Exercise instructions
Extract every line of the listing below, from the one containing "# test: for every instance of the blue sky, mark" down to the end of the listing, and reproduce each line verbatim.

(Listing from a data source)
————

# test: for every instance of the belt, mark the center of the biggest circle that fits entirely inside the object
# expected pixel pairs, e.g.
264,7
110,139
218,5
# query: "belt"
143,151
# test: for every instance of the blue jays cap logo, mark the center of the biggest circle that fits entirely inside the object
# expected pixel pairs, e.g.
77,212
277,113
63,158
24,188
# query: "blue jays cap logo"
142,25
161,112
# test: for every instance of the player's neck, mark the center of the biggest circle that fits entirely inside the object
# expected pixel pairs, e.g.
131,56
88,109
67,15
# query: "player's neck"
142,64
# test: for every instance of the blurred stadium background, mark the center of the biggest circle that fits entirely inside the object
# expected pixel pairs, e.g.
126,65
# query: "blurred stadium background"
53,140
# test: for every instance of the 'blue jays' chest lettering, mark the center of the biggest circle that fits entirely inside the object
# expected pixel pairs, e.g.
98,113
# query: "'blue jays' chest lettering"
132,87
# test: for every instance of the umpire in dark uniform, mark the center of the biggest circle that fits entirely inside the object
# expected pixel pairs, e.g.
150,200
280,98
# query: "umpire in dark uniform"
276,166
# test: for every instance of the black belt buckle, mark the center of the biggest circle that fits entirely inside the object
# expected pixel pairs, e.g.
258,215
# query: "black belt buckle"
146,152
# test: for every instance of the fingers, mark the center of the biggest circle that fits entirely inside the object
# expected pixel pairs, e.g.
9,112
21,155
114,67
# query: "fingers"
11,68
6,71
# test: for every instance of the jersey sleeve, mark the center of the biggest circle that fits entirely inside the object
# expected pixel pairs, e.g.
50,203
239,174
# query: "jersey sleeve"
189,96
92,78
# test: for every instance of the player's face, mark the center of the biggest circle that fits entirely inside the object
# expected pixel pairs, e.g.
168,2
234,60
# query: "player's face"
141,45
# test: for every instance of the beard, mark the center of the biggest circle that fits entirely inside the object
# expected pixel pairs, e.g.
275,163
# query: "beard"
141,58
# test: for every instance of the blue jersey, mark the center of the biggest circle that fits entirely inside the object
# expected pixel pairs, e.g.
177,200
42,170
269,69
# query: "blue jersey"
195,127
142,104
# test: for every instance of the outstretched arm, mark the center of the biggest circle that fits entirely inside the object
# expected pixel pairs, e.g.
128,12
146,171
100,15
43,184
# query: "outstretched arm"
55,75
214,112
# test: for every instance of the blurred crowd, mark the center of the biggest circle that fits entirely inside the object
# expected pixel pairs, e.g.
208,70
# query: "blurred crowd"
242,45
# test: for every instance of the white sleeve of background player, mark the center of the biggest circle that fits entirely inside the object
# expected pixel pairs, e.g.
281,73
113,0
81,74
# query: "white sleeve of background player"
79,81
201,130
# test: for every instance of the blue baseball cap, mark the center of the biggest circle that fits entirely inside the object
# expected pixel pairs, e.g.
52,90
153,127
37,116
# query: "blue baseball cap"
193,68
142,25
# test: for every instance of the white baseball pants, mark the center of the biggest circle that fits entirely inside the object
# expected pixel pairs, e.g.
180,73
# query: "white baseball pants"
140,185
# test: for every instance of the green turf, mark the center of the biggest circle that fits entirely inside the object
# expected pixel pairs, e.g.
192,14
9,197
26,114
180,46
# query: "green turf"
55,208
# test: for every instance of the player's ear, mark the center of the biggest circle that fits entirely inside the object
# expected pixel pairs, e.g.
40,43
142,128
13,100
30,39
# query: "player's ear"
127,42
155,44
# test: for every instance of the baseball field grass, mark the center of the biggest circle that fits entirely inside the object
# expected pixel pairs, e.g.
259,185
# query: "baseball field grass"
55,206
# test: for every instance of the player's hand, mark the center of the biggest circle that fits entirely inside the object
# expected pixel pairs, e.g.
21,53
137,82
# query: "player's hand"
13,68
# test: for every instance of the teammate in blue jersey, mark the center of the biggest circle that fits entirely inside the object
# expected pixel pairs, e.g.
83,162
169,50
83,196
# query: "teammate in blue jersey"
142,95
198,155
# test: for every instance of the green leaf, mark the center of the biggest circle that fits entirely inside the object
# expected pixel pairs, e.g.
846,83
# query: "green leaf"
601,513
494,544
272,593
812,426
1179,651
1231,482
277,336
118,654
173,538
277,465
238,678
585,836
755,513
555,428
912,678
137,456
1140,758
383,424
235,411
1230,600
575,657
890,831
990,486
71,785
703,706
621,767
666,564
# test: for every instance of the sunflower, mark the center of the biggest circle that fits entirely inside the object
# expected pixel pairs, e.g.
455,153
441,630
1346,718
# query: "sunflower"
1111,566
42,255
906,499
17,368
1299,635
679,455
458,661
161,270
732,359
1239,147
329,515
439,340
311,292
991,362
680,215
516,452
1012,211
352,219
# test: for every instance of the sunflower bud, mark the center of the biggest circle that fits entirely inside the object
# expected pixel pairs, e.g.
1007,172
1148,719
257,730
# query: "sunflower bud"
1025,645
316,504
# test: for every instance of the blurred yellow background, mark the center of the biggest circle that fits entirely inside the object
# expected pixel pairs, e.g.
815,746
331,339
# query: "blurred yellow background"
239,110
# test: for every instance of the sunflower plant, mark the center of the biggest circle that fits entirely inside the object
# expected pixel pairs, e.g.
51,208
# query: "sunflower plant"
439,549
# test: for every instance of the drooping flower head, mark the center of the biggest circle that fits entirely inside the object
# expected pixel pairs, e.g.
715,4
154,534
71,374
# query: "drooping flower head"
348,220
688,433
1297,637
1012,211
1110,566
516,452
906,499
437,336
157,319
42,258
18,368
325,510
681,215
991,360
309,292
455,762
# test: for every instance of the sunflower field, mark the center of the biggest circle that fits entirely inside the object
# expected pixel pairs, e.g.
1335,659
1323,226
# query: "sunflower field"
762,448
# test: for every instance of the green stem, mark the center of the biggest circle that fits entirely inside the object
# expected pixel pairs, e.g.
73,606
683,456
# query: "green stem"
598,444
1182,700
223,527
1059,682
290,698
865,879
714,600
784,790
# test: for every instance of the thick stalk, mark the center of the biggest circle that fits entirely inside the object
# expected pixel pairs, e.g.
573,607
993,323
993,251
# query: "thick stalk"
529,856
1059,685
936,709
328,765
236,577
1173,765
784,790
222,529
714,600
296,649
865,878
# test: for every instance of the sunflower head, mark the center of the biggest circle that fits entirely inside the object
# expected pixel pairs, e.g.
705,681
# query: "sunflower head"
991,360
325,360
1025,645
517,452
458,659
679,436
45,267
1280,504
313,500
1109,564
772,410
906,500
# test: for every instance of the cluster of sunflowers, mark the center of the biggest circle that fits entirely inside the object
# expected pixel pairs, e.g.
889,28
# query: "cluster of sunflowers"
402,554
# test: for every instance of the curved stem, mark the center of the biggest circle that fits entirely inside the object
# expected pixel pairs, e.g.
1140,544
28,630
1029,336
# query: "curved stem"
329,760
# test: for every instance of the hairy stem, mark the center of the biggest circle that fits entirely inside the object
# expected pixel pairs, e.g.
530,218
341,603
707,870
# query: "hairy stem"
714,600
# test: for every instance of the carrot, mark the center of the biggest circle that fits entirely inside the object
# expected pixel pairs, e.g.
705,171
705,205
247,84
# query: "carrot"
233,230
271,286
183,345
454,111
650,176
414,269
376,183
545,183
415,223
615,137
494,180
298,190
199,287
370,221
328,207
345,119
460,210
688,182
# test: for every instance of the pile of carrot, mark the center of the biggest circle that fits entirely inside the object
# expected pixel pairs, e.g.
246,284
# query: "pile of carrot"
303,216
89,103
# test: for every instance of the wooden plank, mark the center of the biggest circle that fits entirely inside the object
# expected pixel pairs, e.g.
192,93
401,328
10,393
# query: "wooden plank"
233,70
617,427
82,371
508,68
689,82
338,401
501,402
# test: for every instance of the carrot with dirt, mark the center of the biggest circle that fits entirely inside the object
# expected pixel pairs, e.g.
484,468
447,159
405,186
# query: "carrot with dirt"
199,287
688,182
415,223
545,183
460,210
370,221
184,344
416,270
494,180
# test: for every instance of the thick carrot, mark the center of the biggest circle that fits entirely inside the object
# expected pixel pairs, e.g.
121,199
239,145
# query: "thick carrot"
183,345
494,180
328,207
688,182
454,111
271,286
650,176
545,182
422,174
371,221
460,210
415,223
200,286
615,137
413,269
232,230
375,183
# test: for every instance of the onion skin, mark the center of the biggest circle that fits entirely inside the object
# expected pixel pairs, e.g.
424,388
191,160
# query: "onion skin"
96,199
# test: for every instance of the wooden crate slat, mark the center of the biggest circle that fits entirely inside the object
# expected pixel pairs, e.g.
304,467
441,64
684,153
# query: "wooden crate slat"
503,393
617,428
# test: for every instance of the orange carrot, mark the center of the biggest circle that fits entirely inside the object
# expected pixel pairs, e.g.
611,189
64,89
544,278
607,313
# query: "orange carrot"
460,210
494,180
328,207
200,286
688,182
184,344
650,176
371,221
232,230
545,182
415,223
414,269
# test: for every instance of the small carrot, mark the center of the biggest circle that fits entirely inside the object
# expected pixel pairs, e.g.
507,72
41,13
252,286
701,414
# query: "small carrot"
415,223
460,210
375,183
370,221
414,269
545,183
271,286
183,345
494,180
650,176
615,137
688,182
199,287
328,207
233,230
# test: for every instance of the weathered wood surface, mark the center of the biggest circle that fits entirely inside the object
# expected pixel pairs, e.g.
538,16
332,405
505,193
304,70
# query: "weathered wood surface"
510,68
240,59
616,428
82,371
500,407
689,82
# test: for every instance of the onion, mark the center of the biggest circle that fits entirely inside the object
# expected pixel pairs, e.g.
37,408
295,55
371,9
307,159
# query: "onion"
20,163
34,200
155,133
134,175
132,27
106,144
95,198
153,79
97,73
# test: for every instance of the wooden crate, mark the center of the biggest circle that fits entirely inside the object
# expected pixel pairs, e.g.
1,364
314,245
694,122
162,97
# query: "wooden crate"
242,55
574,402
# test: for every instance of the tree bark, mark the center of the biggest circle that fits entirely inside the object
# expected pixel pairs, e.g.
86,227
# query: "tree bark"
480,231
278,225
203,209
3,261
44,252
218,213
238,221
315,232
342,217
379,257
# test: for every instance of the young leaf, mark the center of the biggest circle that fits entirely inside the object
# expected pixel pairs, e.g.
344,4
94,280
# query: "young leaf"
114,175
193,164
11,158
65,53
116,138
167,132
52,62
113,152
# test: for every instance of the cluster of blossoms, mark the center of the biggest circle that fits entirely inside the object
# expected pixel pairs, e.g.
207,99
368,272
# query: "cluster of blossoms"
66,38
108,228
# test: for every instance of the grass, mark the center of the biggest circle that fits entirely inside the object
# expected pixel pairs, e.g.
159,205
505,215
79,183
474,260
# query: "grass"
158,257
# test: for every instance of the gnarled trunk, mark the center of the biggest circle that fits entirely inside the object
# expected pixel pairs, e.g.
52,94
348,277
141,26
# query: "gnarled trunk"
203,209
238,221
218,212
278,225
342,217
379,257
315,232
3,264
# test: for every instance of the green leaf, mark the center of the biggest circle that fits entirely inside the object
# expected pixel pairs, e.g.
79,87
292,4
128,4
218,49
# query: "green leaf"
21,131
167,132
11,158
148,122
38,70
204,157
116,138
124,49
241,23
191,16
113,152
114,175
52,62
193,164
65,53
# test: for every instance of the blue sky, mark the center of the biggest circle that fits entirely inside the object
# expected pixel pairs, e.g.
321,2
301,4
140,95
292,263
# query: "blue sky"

————

Task solution
# test: for every instance of the blue sky, mark the center of the biggest circle that fits entirely inside the object
# expected pixel pairs, e.g.
321,2
301,4
140,95
292,263
# query: "blue sky"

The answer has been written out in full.